TEXT SHOWN:

● ● ● ● ● ● ●

TSSB-3M: Mining single statement bugs at massive scale

Mining tool and large-scale datasets of single statement bug fixes in Python

[PAPER | DATASETS | CODE ARTIFACT]

Access to single statement bug fixes at massive scale is not only important for exploring how developers introduce bugs in code and fix them but it is also a valuable resource for research in data-driven bug detection and automatic repair. Therefore, we are releasing multiple large-scale collections of single statement bug fixes mined from public Python repositories.

⚠️ Deduplicated Datasets

We came to notice that our datasets contain a significant number of duplicate patches that were missed by our deduplication procedure. To mitigate this, we are releasing cleaned versions of TSSB-3M and SSB-9M:

CTSSB-1M A cleaned version of TSSB-3M containing nearly a million isolated single statement bug fixes.
CSSB-2.6M A cleaned version of SSB-9M containing over 2.6 million single statement bug fixes.

To obtain the cleaned versions of the two datasets we implemented a more aggressive deduplication scheme (see run_udiff_deduplication.py). The cleaned datasets are also available on Zenodo. Statistics of the new datasets can be found below.

Datasets

To facilitate future research, we are releasing three datasets:

TSSB-3M: A dataset of over 3 million isolated single statement bug fixes. Each bug fix is related to a commit in a public Python that does not change more than a single statement.
SSB-9M: A dataset of over 9 million single statement bug fixes. Each fix modifies at least a single statement to fix a bug. However, the related code changes might incorporate changes to other files.
SSC-28M: A dataset of over 28 million general single statement changes. We are releasing this dataset with the intention to faciliate research in software evolution. Therefore, a code change might not necessarily relate to a bug fix.

All datasets are available at Zenodo.

The datasets were collected for our research project related to:

@inproceedings{richter2022tssb,
  title={TSSB-3M: Mining single statement bugs at massive scale},
  author={Cedric Richter, Heike Wehrheim},
  booktitle={MSR},
  year={2022}
}

Mining tool

This project has lead to muliple open source libraries released in indepedent repositories:

code.diff: A library for fast AST based code differencing. The library is employed to compute AST edit script between code changes and the detection of SStuB patterns.
code.tokenize: A library for fast tokenization and AST analysis of program code. This library was mainly developed for parsing source code during code differencing and is therefore the base for code.diff.

This repository additionaly includes all scripts used for mining single line edits and for filtering the datasets for single statement bug fixes. A description of the mining process can be found below.

Quick start (for using the datasets)

We provide our datasets as sets of commits referenced by URLs and git SHAs and annotated with additional analytical information. All entries are stored in jsonlines format where each entry contains the following information:

{
  "project_url": "URL of project containing the commit",
  "commit_sha" : "commit SHA of the code change",
  "file_path"  : "File path of the changed source file",
  "diff"       : "Universal diff of the code change",
  ...

● ● ● ● ● ● ●

PARTS OF THE EXERCISE:
1. Reproduce the passage of the TSSB-3M page that begins at the words "[PAPER | DATASETS" and stops after the words "a million isolated single statement bug fixes.".
2. On the TSSB-3M page, which library serves as the base for code.diff?
3. List every dataset named on the TSSB-3M page.
The records are separate material and are not part of the TSSB-3M page.

● ● ● ● ● ● ●

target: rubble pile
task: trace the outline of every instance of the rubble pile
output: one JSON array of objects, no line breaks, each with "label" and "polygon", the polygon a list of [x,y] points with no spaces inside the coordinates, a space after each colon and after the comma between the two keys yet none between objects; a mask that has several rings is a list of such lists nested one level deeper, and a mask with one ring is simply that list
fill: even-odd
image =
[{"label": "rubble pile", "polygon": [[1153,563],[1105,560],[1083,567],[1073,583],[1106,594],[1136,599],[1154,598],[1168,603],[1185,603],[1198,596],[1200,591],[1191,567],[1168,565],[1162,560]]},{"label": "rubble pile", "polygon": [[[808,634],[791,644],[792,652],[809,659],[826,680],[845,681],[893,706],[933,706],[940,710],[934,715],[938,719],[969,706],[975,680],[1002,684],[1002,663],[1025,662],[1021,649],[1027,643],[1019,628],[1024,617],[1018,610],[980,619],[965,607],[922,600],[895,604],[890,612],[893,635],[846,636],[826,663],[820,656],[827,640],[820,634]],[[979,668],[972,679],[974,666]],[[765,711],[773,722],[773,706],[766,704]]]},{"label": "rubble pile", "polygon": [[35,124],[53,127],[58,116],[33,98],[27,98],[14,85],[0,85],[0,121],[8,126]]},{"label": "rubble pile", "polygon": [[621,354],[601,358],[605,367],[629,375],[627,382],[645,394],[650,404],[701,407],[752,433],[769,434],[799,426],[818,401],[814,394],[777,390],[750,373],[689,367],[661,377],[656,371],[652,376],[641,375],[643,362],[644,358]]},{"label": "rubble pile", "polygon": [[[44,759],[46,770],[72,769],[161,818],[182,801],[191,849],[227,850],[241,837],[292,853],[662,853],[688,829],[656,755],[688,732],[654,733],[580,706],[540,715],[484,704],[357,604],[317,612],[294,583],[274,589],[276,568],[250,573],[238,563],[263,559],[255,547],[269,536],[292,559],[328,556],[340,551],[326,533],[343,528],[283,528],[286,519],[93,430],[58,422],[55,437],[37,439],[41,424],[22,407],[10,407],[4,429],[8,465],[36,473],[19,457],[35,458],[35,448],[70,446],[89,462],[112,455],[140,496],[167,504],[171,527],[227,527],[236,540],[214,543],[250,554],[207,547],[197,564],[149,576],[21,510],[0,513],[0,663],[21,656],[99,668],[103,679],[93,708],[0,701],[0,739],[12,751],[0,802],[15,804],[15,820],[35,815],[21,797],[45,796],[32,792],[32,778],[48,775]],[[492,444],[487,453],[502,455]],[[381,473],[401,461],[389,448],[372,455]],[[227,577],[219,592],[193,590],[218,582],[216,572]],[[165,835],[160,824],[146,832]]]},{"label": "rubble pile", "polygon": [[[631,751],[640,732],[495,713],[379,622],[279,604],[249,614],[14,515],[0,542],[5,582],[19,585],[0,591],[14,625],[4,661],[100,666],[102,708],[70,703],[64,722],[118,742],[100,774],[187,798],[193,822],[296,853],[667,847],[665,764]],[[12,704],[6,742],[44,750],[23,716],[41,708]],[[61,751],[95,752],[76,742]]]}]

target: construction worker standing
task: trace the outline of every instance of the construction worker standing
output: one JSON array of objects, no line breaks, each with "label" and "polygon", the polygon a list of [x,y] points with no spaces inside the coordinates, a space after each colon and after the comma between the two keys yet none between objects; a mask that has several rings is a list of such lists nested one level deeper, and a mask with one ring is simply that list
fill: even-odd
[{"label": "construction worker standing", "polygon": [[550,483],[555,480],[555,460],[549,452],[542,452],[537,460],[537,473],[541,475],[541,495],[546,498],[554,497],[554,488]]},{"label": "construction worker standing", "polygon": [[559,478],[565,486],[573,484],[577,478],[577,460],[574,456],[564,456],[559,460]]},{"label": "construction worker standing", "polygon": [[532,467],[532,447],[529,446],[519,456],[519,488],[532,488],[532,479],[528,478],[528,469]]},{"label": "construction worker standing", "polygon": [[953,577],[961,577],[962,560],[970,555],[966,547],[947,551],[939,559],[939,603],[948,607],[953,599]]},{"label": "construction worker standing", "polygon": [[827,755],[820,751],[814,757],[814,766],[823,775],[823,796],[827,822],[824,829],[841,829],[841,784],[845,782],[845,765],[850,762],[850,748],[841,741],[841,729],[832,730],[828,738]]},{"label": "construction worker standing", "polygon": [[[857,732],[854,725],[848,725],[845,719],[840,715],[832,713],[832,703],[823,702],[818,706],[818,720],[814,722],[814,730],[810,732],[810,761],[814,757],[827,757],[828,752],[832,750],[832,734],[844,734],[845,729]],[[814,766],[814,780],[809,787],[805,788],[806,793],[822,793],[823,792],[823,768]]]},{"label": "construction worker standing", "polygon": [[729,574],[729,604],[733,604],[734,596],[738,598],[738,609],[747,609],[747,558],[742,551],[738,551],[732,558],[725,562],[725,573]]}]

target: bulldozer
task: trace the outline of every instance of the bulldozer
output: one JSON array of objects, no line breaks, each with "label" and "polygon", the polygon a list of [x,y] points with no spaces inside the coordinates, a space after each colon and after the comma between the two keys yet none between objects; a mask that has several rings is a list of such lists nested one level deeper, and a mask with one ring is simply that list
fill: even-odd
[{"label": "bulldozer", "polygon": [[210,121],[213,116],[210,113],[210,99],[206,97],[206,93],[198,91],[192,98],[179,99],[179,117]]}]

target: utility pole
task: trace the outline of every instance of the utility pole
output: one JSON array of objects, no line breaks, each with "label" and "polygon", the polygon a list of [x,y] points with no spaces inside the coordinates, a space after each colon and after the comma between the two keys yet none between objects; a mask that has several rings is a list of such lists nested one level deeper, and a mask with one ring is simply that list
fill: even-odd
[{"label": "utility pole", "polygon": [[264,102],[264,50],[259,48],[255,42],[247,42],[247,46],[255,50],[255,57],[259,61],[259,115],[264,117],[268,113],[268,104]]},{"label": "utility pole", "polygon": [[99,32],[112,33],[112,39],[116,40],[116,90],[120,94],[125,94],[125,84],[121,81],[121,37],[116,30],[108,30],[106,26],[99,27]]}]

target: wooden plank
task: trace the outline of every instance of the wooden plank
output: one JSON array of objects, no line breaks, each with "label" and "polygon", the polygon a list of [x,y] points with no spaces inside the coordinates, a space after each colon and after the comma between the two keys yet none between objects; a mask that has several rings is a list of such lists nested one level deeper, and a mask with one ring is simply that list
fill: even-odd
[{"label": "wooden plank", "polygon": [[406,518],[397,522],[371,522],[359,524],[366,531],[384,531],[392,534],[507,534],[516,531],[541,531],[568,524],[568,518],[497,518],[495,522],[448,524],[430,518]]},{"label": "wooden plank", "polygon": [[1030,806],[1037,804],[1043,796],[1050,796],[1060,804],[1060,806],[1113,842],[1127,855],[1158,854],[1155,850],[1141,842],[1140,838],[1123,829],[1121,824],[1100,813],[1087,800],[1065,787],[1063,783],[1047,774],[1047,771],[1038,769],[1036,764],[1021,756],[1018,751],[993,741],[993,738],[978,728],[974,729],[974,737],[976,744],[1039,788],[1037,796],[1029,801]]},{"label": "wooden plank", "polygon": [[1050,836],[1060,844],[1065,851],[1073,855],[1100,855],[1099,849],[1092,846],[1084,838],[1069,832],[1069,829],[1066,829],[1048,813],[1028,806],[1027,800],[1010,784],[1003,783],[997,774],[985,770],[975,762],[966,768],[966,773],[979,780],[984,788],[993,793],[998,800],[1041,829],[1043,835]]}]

● ● ● ● ● ● ●

ANSWERS TO THE PROBLEMS:
1.
[PAPER | DATASETS | CODE ARTIFACT]

Access to single statement bug fixes at massive scale is not only important for exploring how developers introduce bugs in code and fix them but it is also a valuable resource for research in data-driven bug detection and automatic repair. Therefore, we are releasing multiple large-scale collections of single statement bug fixes mined from public Python repositories.

⚠️ Deduplicated Datasets

We came to notice that our datasets contain a significant number of duplicate patches that were missed by our deduplication procedure. To mitigate this, we are releasing cleaned versions of TSSB-3M and SSB-9M:

CTSSB-1M A cleaned version of TSSB-3M containing nearly a million isolated single statement bug fixes.

2. code.tokenize

3. TSSB-3M, SSB-9M, SSC-28M, CTSSB-1M, CSSB-2.6M